Your instructions: Filter the entries for the word "snow". Copy each line that has it.

[Dataset entries — start]

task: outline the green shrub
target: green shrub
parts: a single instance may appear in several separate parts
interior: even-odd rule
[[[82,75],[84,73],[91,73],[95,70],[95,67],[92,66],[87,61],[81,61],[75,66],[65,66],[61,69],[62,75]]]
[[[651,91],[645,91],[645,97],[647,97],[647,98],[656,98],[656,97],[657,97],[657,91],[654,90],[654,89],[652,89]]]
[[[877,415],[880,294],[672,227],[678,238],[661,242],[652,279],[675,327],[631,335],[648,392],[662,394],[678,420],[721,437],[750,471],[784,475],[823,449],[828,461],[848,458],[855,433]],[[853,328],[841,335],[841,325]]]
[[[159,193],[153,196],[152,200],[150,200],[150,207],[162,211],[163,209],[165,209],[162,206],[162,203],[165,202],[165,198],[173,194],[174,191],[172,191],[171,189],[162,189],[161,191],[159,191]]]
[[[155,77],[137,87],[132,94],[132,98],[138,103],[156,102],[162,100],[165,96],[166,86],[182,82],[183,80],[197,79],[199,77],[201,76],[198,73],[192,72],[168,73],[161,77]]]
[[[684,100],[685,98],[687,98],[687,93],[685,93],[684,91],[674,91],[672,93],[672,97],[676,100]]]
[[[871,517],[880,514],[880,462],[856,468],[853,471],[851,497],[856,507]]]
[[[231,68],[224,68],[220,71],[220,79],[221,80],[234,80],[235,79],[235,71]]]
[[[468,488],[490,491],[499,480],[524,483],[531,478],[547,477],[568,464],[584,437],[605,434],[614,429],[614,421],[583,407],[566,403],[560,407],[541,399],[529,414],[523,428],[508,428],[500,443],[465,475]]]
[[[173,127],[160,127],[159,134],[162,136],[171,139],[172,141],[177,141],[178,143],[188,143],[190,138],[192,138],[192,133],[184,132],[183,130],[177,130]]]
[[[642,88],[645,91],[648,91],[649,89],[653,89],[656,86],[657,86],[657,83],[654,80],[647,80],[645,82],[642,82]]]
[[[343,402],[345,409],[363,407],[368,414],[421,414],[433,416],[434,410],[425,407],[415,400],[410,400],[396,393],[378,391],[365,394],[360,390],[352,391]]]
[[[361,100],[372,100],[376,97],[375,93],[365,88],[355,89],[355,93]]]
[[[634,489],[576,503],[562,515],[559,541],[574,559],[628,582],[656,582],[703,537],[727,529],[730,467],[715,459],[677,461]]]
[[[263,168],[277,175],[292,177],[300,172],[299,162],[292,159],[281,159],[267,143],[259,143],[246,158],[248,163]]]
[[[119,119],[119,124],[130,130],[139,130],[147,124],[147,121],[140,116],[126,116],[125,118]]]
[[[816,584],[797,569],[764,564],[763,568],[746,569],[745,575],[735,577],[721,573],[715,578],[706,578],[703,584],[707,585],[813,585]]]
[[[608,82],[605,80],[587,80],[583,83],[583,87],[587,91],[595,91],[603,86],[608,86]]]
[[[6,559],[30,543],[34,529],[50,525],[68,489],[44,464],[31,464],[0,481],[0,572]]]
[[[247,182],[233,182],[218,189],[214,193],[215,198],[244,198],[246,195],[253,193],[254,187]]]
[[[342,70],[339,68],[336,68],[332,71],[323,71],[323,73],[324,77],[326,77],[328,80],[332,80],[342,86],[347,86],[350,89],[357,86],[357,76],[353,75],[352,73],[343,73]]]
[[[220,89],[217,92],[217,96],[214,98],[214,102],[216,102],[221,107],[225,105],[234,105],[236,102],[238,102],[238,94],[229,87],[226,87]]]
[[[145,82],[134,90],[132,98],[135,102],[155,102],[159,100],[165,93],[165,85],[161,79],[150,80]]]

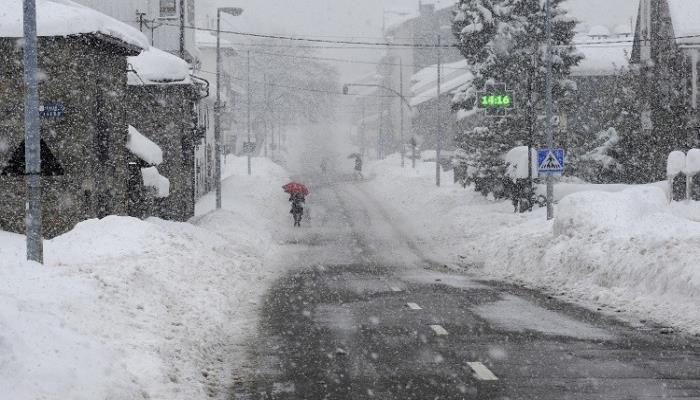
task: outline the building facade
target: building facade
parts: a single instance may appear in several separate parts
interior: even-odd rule
[[[127,57],[142,48],[102,34],[39,38],[43,231],[53,237],[127,208]],[[22,50],[0,38],[0,229],[25,230]],[[40,109],[41,110],[41,109]]]
[[[138,62],[145,57],[147,62]],[[196,106],[201,86],[190,77],[184,60],[160,50],[151,48],[129,60],[133,69],[128,79],[127,122],[161,149],[157,168],[169,180],[168,196],[154,200],[149,216],[186,221],[194,216],[195,145],[200,140]],[[140,71],[142,64],[144,69],[157,64],[165,71],[180,72],[161,76],[158,69]]]
[[[180,10],[184,3],[185,59],[198,59],[195,46],[195,0],[75,0],[140,30],[151,46],[172,54],[180,51]]]

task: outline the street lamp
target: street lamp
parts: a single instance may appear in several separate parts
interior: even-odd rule
[[[376,83],[346,83],[343,85],[343,94],[348,94],[350,91],[350,86],[361,86],[361,87],[376,87],[376,88],[381,88],[390,91],[391,93],[395,94],[401,99],[401,102],[405,104],[409,110],[413,110],[413,107],[411,107],[411,103],[406,99],[406,97],[403,95],[403,84],[401,85],[401,92],[397,92],[396,90],[384,86],[384,85],[379,85]],[[381,118],[381,115],[379,116]],[[403,123],[404,123],[404,116],[403,116],[403,107],[401,107],[401,166],[404,166],[404,157],[405,157],[405,149],[404,149],[404,143],[403,143]]]
[[[216,103],[214,104],[214,181],[216,182],[216,209],[221,209],[221,13],[237,17],[242,8],[216,9]]]

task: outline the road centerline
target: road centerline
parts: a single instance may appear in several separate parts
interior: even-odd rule
[[[430,325],[430,329],[438,336],[446,336],[447,330],[440,325]]]
[[[484,364],[475,361],[468,362],[467,365],[474,372],[474,377],[480,381],[497,381],[498,377],[491,372]]]
[[[416,303],[406,303],[406,307],[410,308],[411,310],[422,310],[423,308],[419,306]]]

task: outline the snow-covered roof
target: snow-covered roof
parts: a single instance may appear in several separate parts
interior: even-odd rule
[[[574,42],[585,43],[585,36],[577,36]],[[608,43],[606,43],[608,42]],[[630,64],[632,41],[624,37],[612,36],[597,40],[594,44],[582,44],[577,47],[584,58],[577,66],[571,68],[573,76],[602,76],[612,75]]]
[[[192,83],[185,60],[155,47],[129,57],[128,62],[135,71],[128,72],[129,85]]]
[[[148,39],[138,29],[70,0],[36,0],[39,36],[101,34],[141,49]],[[0,8],[0,37],[23,37],[22,0],[3,0]]]
[[[676,42],[680,45],[700,45],[700,1],[668,0],[668,8],[673,21],[673,33],[678,38]]]
[[[610,30],[603,25],[596,25],[588,31],[588,36],[608,36]]]
[[[615,27],[629,26],[637,20],[639,0],[566,0],[561,7],[570,18],[578,21],[576,32],[587,34],[591,28],[602,26],[609,32],[617,32]]]
[[[613,29],[613,33],[615,35],[618,35],[618,36],[619,35],[631,35],[633,32],[634,32],[634,29],[632,29],[632,26],[630,26],[629,24],[620,24],[620,25],[617,25]]]
[[[170,180],[158,172],[156,167],[141,168],[143,186],[156,190],[156,197],[164,198],[170,196]]]
[[[126,148],[150,165],[160,165],[163,162],[163,150],[131,125]]]
[[[440,69],[442,72],[440,92],[444,94],[466,85],[474,78],[467,68],[467,60],[444,64]],[[431,65],[418,71],[411,77],[411,82],[413,82],[411,106],[417,106],[436,98],[437,65]]]
[[[214,32],[196,31],[194,35],[194,40],[197,47],[216,47],[216,34]],[[234,44],[224,38],[220,38],[219,46],[223,48],[233,48]]]

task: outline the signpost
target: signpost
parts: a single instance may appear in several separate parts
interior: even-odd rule
[[[66,108],[63,103],[44,103],[39,106],[39,116],[41,118],[62,118],[66,115]]]
[[[564,149],[537,150],[537,170],[540,175],[564,173]]]

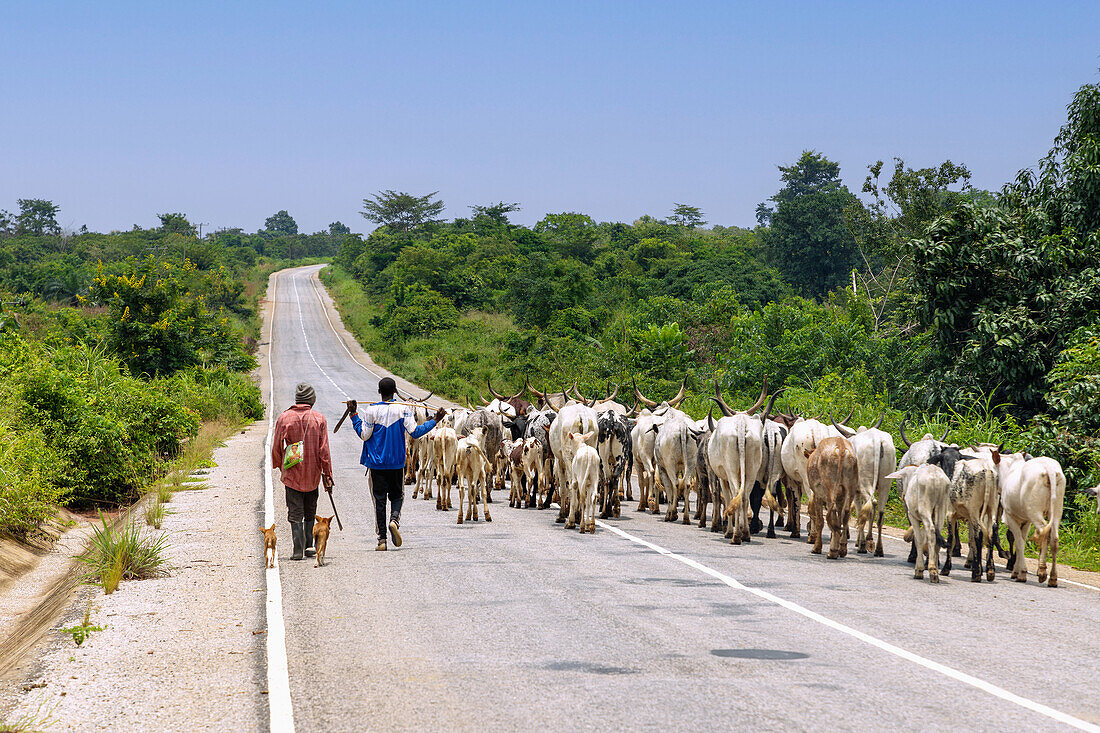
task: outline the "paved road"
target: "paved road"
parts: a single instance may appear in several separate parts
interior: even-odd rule
[[[316,271],[280,276],[274,389],[289,405],[312,382],[332,426],[343,393],[372,397],[378,376],[330,327]],[[404,546],[375,552],[359,445],[350,424],[332,437],[345,530],[330,564],[281,561],[297,730],[1100,724],[1096,590],[930,585],[894,540],[885,558],[830,561],[633,511],[579,535],[499,493],[491,524],[461,526],[406,498]]]

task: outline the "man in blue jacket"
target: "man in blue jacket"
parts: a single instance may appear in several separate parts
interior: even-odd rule
[[[434,419],[423,425],[416,424],[412,410],[406,405],[394,404],[397,385],[390,377],[383,377],[378,383],[381,402],[375,402],[366,409],[366,420],[361,420],[356,412],[354,400],[348,402],[351,410],[351,424],[355,432],[363,439],[363,455],[359,462],[370,469],[371,494],[374,496],[374,520],[378,526],[378,547],[386,549],[386,499],[390,501],[390,536],[393,546],[401,546],[401,505],[405,501],[405,483],[402,474],[405,469],[405,434],[419,438],[443,419],[443,408],[436,411]]]

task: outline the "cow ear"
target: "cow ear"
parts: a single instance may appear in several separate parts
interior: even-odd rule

[Dataset entries — finish]

Solution to this task:
task: outline the snow-covered roof
target: snow-covered roof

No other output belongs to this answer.